— start Records for this task —

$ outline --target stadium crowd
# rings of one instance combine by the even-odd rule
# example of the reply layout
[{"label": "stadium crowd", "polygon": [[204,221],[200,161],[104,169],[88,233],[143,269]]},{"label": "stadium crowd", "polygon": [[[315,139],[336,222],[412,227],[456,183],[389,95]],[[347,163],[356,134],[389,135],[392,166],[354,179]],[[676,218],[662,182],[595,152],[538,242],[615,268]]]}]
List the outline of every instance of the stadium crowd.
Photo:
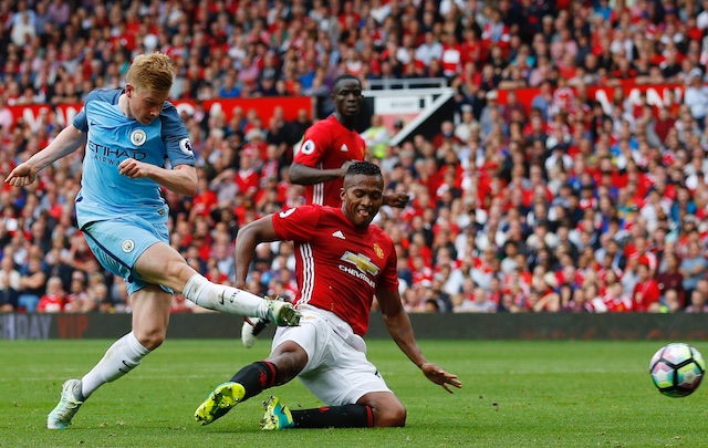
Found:
[{"label": "stadium crowd", "polygon": [[[374,117],[363,133],[387,188],[413,198],[377,218],[408,312],[708,311],[708,1],[19,0],[0,23],[3,178],[61,131],[7,105],[119,87],[139,53],[174,60],[173,98],[311,95],[314,119],[342,73],[444,77],[457,113],[440,129],[392,146]],[[627,80],[684,95],[635,104]],[[615,86],[610,110],[593,85]],[[528,86],[531,107],[513,92]],[[173,246],[228,283],[238,228],[302,204],[285,168],[313,117],[183,118],[200,180],[194,198],[166,192]],[[82,157],[3,186],[0,311],[129,310],[76,228]],[[261,244],[250,291],[292,298],[293,263],[291,243]],[[176,295],[181,311],[199,310]]]}]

— end Records for this task —

What you have to do: Rename "instance" to "object" everywhere in the material above, keeping every other line unchanged and leaving out the pictures.

Solution to the exercise:
$ outline --target stadium crowd
# rings of one object combine by the even-odd rule
# example of the reply layout
[{"label": "stadium crowd", "polygon": [[204,221],[200,161],[104,169],[88,233],[143,269]]},{"label": "stadium crowd", "polygon": [[[315,139],[336,222],[412,227],[456,183],[389,95]],[[347,163],[356,134],[389,135],[392,166],[354,179]],[[676,218],[662,182],[595,152],[538,242],[615,268]]]}]
List the outline of every object of the stadium crowd.
Photo:
Found:
[{"label": "stadium crowd", "polygon": [[[374,117],[363,133],[387,188],[413,198],[377,218],[408,312],[708,311],[708,1],[19,0],[0,23],[3,178],[61,131],[7,105],[119,87],[139,53],[174,60],[173,98],[311,95],[314,119],[342,73],[444,77],[457,113],[440,129],[392,146]],[[627,80],[684,95],[635,104]],[[615,86],[610,110],[593,85]],[[528,86],[531,107],[513,92]],[[173,246],[228,283],[238,228],[302,204],[285,168],[313,117],[183,118],[200,180],[194,198],[166,192]],[[82,157],[3,186],[0,311],[129,310],[76,228]],[[261,244],[250,291],[292,298],[293,263],[291,243]],[[176,295],[181,311],[199,310]]]}]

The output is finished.